TASK DESCRIPTION: Please output every line of the listing below word for word, leaving out the pictures.

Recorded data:
• • • • • • •
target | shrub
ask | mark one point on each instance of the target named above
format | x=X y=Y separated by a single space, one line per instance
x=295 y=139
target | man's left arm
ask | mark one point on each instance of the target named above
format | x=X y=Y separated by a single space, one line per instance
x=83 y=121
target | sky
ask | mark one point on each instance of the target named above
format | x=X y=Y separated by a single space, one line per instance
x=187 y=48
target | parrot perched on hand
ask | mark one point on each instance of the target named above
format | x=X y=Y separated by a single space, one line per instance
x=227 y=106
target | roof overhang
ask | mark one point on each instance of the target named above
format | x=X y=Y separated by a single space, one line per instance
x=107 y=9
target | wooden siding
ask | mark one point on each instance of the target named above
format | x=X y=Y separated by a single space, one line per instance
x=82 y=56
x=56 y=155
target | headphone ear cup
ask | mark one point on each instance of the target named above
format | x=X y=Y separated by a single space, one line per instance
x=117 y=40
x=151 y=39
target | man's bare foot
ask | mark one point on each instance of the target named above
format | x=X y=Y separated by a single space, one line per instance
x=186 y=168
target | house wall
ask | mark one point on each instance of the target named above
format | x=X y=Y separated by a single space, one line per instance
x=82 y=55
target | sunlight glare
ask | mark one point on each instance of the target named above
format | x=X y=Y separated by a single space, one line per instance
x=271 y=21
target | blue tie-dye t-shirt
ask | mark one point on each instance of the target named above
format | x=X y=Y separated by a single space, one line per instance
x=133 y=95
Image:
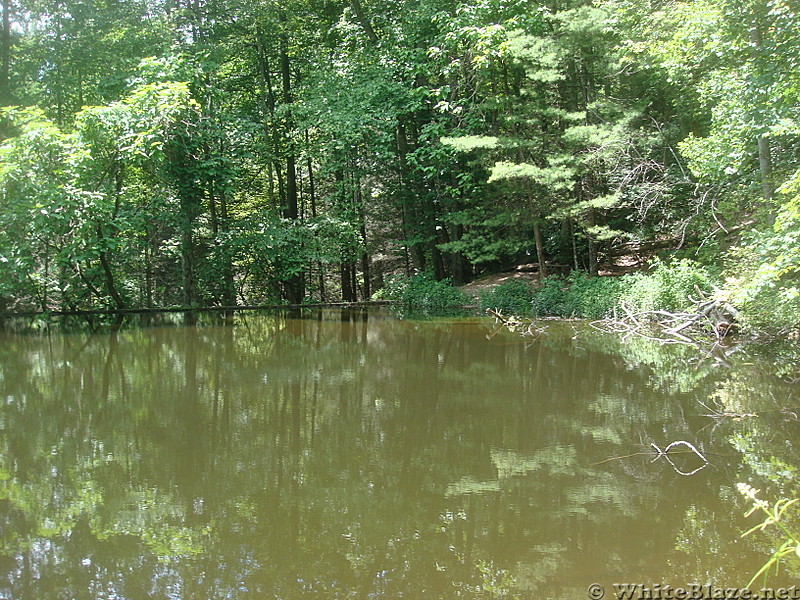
• • • • • • •
COMPLETE OUTPUT:
target | shrub
ask | mark one point on each instance of the target named above
format | x=X y=Y separated by a single space, one line per instance
x=295 y=139
target | man's left arm
ask | mark one point on each instance of the target named above
format | x=X y=Y separated by a single space, one line per instance
x=83 y=121
target | sky
ask | mark one point on each instance of the target named above
format | x=X y=Y separated by a single space, one line per instance
x=187 y=48
target | parrot perched on hand
ask | mark one point on each instance of the target named above
format | x=X y=Y separated by a single space, one line per instance
x=227 y=106
target | roof overhang
ask | mark one point on each instance of the target named above
format | x=X y=Y separated by a single space, one line per instance
x=107 y=9
target | wooden siding
ask | mark one point on each instance of the target named above
format | x=X y=Y separated by a single space, one line per instance
x=82 y=56
x=56 y=155
target | headphone ear cup
ask | mark one point on each instance of the target named above
format | x=X y=Y separated by a single space, one line per instance
x=117 y=40
x=151 y=39
target | man's bare foot
ask | mark one point on each instance of the target named above
format | x=X y=Y separated by a single space, one line per instance
x=186 y=168
target | house wall
ask | mark one point on each instance of the target named above
format | x=X y=Y separated by a single space, one line per instance
x=82 y=55
target | sunlight glare
ask | mark one point on each instance of the target named above
format | x=X y=Y separated by a single space, one line per instance
x=271 y=21
target | blue tie-dye t-shirt
ask | mark one point on each instance of the target named above
format | x=X y=Y separated by a single space, one line per instance
x=133 y=95
Image:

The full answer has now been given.